Stored records:
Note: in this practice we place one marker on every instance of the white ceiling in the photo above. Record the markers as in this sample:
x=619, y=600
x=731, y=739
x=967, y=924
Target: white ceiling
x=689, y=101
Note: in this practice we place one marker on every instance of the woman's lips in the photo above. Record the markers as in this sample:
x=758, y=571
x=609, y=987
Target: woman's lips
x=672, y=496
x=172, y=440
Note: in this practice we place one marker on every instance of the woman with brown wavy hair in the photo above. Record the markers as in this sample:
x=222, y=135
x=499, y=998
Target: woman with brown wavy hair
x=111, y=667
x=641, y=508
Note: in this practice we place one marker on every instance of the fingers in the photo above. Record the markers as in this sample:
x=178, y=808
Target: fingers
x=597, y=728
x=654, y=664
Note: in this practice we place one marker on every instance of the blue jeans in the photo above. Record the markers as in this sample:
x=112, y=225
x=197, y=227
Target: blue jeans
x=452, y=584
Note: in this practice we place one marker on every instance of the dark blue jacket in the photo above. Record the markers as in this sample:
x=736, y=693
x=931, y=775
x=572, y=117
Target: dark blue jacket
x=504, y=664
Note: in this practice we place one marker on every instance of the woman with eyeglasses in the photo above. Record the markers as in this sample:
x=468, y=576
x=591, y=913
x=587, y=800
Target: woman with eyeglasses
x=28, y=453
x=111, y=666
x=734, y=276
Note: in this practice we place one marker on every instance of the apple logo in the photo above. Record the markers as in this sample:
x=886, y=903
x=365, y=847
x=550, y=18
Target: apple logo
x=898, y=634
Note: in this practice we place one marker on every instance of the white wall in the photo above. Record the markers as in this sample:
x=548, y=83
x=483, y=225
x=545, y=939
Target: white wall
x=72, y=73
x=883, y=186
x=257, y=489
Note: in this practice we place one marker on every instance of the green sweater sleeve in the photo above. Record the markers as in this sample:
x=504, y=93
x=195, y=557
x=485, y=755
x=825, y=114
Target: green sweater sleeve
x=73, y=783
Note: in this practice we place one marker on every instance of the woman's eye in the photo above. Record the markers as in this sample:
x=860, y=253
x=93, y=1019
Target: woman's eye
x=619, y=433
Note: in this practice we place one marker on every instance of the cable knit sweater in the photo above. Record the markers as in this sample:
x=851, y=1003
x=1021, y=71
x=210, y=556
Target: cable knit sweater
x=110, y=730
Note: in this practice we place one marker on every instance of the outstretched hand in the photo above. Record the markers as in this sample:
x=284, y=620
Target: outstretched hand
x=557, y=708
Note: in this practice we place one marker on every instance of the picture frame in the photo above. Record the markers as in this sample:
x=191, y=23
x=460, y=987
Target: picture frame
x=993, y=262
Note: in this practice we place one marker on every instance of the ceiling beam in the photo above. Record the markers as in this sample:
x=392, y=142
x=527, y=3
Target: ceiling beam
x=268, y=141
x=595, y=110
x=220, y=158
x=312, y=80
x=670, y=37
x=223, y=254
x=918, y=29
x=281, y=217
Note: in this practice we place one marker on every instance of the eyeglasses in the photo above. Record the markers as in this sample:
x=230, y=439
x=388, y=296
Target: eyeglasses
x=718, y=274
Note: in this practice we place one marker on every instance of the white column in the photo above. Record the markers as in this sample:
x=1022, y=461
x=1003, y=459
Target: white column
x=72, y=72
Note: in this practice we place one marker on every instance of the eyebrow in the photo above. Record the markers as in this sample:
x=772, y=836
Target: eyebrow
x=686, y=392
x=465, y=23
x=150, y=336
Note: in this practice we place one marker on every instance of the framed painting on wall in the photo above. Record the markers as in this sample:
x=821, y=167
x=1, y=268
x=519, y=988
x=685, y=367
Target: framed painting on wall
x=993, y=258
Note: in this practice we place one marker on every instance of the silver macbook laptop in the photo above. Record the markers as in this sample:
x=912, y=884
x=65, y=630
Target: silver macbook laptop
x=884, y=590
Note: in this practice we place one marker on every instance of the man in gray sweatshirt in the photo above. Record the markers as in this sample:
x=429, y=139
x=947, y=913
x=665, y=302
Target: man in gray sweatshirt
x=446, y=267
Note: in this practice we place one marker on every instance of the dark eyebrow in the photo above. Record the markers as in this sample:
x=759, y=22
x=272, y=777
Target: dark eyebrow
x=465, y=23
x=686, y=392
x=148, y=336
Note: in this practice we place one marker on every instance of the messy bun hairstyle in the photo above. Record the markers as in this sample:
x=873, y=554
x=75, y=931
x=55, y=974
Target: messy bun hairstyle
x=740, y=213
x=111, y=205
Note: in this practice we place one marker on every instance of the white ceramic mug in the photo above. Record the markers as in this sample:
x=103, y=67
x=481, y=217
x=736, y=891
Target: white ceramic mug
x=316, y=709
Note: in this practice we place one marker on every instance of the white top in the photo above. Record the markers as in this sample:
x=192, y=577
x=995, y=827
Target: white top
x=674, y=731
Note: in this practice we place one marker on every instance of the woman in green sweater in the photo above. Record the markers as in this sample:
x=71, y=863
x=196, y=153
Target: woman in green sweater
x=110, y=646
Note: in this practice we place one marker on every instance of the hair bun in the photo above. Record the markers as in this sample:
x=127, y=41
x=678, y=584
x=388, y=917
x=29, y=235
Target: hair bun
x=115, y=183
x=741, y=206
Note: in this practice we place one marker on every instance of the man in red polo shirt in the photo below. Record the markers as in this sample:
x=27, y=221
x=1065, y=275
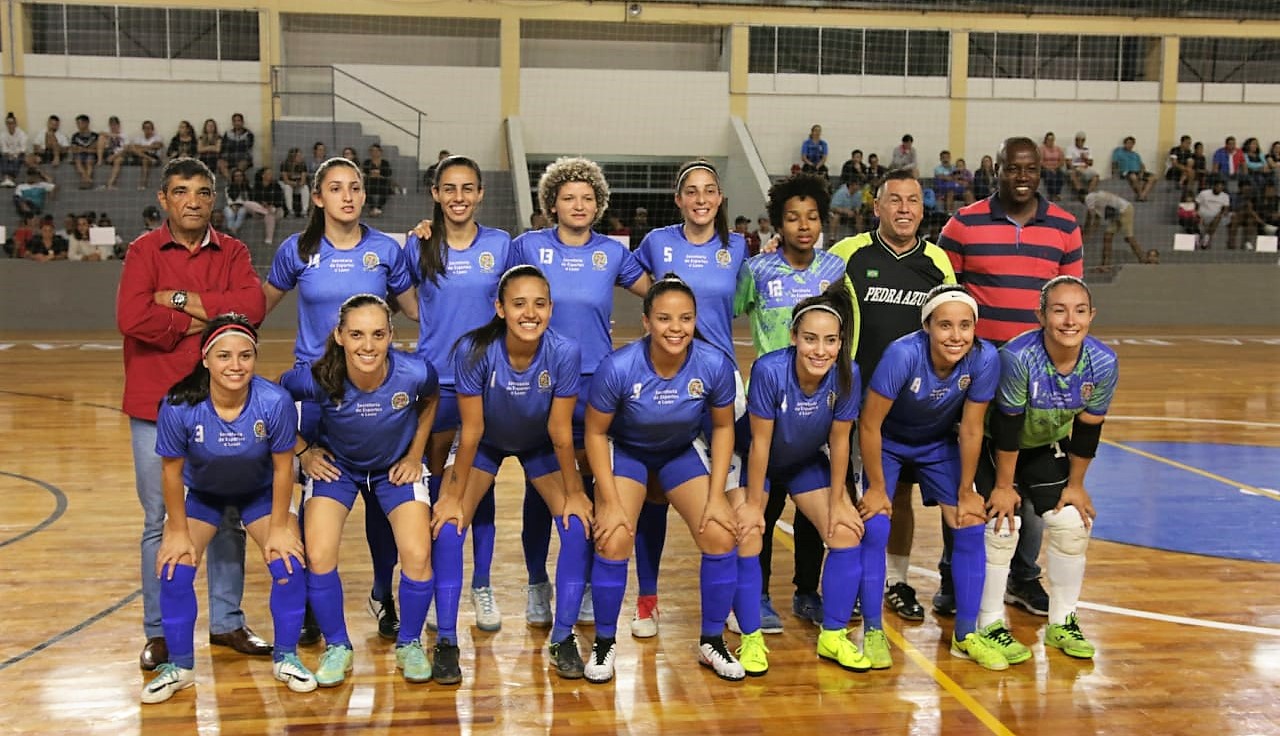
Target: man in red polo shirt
x=176, y=279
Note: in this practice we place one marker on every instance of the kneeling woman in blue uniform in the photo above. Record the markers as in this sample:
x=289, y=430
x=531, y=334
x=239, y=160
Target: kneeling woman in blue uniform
x=225, y=438
x=645, y=410
x=515, y=378
x=376, y=408
x=924, y=383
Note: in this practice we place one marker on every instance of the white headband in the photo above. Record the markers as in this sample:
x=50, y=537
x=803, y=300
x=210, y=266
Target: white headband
x=947, y=296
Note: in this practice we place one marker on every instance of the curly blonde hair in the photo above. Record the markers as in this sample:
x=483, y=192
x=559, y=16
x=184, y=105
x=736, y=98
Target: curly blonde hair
x=572, y=169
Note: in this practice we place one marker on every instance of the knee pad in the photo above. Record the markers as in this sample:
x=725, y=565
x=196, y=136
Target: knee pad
x=1066, y=531
x=1001, y=545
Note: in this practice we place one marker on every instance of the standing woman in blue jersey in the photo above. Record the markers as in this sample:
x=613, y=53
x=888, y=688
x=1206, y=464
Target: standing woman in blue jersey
x=227, y=435
x=583, y=268
x=376, y=407
x=923, y=385
x=456, y=269
x=803, y=402
x=515, y=378
x=329, y=261
x=707, y=255
x=648, y=403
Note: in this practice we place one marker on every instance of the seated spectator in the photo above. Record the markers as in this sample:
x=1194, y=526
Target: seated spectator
x=293, y=181
x=14, y=147
x=1054, y=164
x=83, y=150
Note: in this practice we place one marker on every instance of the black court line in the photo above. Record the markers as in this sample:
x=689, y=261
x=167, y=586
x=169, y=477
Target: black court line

#### [Directive]
Pictures are excluded; copy all other data exactly as shown.

#### [Response]
Note: in this practice we place one marker on every instance of the white ceiling in the photo above. Record the markers as in this sample:
x=619, y=600
x=731, y=739
x=967, y=924
Target: white ceiling
x=689, y=101
Note: in this practice we place one marker on every instance of the woman's lips in the photo above. Record the markers as in this sample:
x=758, y=571
x=609, y=987
Target: woman's lips
x=672, y=496
x=172, y=440
Note: in this practice we place one marker on every instance of the woman with brown wavy hair in the photo above. Record the markers as in this sample:
x=222, y=135
x=499, y=998
Target: woman with brown wavy hair
x=111, y=667
x=641, y=508
Note: in this practice we place one marker on every instance of the fingers in the photo above. Record the markers as in this sample:
x=178, y=808
Target: fingers
x=597, y=728
x=654, y=664
Note: in this practice we place one marker on every instance of the blue jeans in the photo above. Record the markers as in this sample:
x=112, y=225
x=197, y=227
Target: blue jeans
x=452, y=584
Note: in this practice we place one marker on every instance of the dark blue jacket in the photo above. Record the markers as in this sample:
x=736, y=693
x=931, y=775
x=572, y=117
Target: dark blue jacket
x=504, y=664
Note: in this practice we place one marker on every instance of the woman with eyeglasses in the photo above. Record the markers as in this sample:
x=468, y=576
x=591, y=913
x=587, y=800
Target: woman with eyeglasses
x=28, y=453
x=111, y=666
x=734, y=276
Note: in this practice we place one marker on every instance of the apple logo in the photo above. Record the markers as in this sample:
x=886, y=903
x=365, y=847
x=550, y=18
Target: apple logo
x=898, y=634
Note: in this practice we place one marker on every instance of the white wall in the photo above. Record the markers as in this sample:
x=548, y=83
x=483, y=225
x=545, y=939
Target: white wall
x=72, y=73
x=883, y=186
x=257, y=489
Note: in this practice we place one marker on every instance of the green sweater sleeve in the photo above. Record the markers as in this sample:
x=504, y=93
x=195, y=557
x=485, y=755
x=825, y=114
Target: green sweater sleeve
x=73, y=783
Note: in this practice we place one marker on every instance of the woman's eye in the photo above. Record the markers as in this sample:
x=860, y=253
x=93, y=1019
Target: woman's eye
x=619, y=433
Note: in this practice we place one marker on every instance of the cable knit sweater in the photo above. Record the markers as in this sample:
x=851, y=1003
x=1021, y=71
x=210, y=556
Target: cable knit sweater
x=110, y=730
Note: in this practice we place one marker on every instance of the outstretched hand in the photo above. Record the markers as in this sample:
x=284, y=620
Target: outstretched hand
x=557, y=708
Note: in this practice we place one marker on every instance of the picture frame in the photo above. Record the markers as in this sample:
x=191, y=23
x=460, y=987
Target: picture frame
x=993, y=262
Note: in this practice we place one marker on every instance of the ceiling beam in the photo above. Record the markers as in this sample:
x=392, y=142
x=527, y=3
Target: ceiling beam
x=268, y=141
x=595, y=110
x=220, y=158
x=312, y=80
x=670, y=37
x=223, y=254
x=918, y=29
x=281, y=217
Note: in this practice we place one marker on every instance of the eyeglasses in the photo above. Record the markers as in this sample:
x=230, y=439
x=388, y=296
Target: eyeglasses
x=718, y=274
Note: in this practice we place one marker on every instance of the white column in the photo above. Record the markers as in this sample:
x=1022, y=461
x=1003, y=459
Target: white column
x=72, y=72
Note: in this practice we place one marker on every instance of the eyebrow in the photo above. Record the markers as in this sample:
x=772, y=836
Target: eyebrow
x=686, y=392
x=465, y=23
x=150, y=336
Note: in this practice we place one marker on every instance of the framed painting on wall in the photo above. Record the markers as in this sample:
x=821, y=167
x=1, y=268
x=519, y=988
x=685, y=367
Target: framed painting on wall
x=993, y=258
Note: in this practice we place one marker on every instance of the silver macbook laptop in the photo above. Record the markers as in this sample:
x=912, y=884
x=65, y=630
Target: silver macbook laptop
x=884, y=590
Note: in this practice we place one marker on every instance of the man in gray sweatshirt in the photo above. Record the markers as in this sample:
x=429, y=139
x=947, y=913
x=665, y=302
Target: man in gray sweatshirt
x=446, y=267
Note: in this practice we place one marker on every instance of the dark eyebrow in the photo above. Record the markers as in this sample:
x=759, y=22
x=272, y=777
Target: dark eyebrow
x=465, y=23
x=686, y=392
x=148, y=336
Note: in this practice we place one marker on every instance of the messy bun hairstyle in the photo above. Record the markers as in this sample:
x=873, y=554
x=75, y=931
x=55, y=974
Target: messy bun hairstyle
x=740, y=213
x=111, y=205
Note: in this practice we place one marker on every instance of the white ceramic mug in the photo above. Record the markers as in this sample:
x=103, y=67
x=481, y=217
x=736, y=891
Target: white ceramic mug
x=316, y=709
Note: in this practice we place one marker on every instance of the white top in the photo above. Record the markers as in this sample:
x=192, y=577
x=995, y=827
Target: white top
x=674, y=731
Note: in this practice we place one marker on every instance of the woman in green sweater in the photo above. Record the markers as in this sample:
x=71, y=863
x=196, y=153
Target: woman in green sweater
x=110, y=646
Note: in this practice we place one marker on every instance of the hair bun in the photo above. Record the markers as in this sample:
x=127, y=41
x=678, y=584
x=388, y=917
x=29, y=235
Target: hair bun
x=115, y=183
x=741, y=206
Note: in this practice we place one marker on every instance of the man in red polo shirt in the photo below. Record the markers as in this sample:
x=27, y=221
x=1065, y=275
Target: man in red polo shirt
x=176, y=279
Note: in this practice we place one marker on every instance of the kneeling woman in blue uniform in the photo above. Record the markers as in this sample:
x=289, y=430
x=531, y=334
x=239, y=160
Target: kneeling woman in blue uniform
x=225, y=438
x=645, y=410
x=515, y=378
x=376, y=408
x=924, y=383
Note: in this practice we place one marker on every instance of the white headband in the photo above. Record the markers as in this sample:
x=50, y=537
x=803, y=300
x=210, y=266
Target: white headband
x=947, y=296
Note: in this practice we place one marker on every instance of the curly blonde hair in the photo above. Record the markers as in this sample:
x=483, y=192
x=559, y=16
x=184, y=105
x=736, y=98
Target: curly blonde hair
x=572, y=169
Note: in this practice we place one marker on every instance of the knee pad in the photo above. Record the markers as in this sample:
x=725, y=565
x=196, y=136
Target: knee pad
x=1066, y=531
x=1001, y=545
Note: in this practice we place one marker on every instance of the standing woman in blue jersey in the photo above. Record the markers as in this sample:
x=613, y=53
x=888, y=688
x=1206, y=464
Target: standing woman in blue jersey
x=227, y=435
x=583, y=268
x=376, y=407
x=923, y=385
x=456, y=269
x=803, y=402
x=515, y=378
x=329, y=261
x=707, y=255
x=648, y=403
Note: in this practice we place one marker on every instance of the seated spectator in the photo above. Record the markers as in this sample:
x=1194, y=526
Target: seated spectator
x=293, y=181
x=14, y=147
x=1054, y=164
x=83, y=150
Note: in this practice we place one marker on every instance of the black court line in the photo above. Record the markers as in this sample:
x=689, y=261
x=167, y=586
x=169, y=477
Target: black court line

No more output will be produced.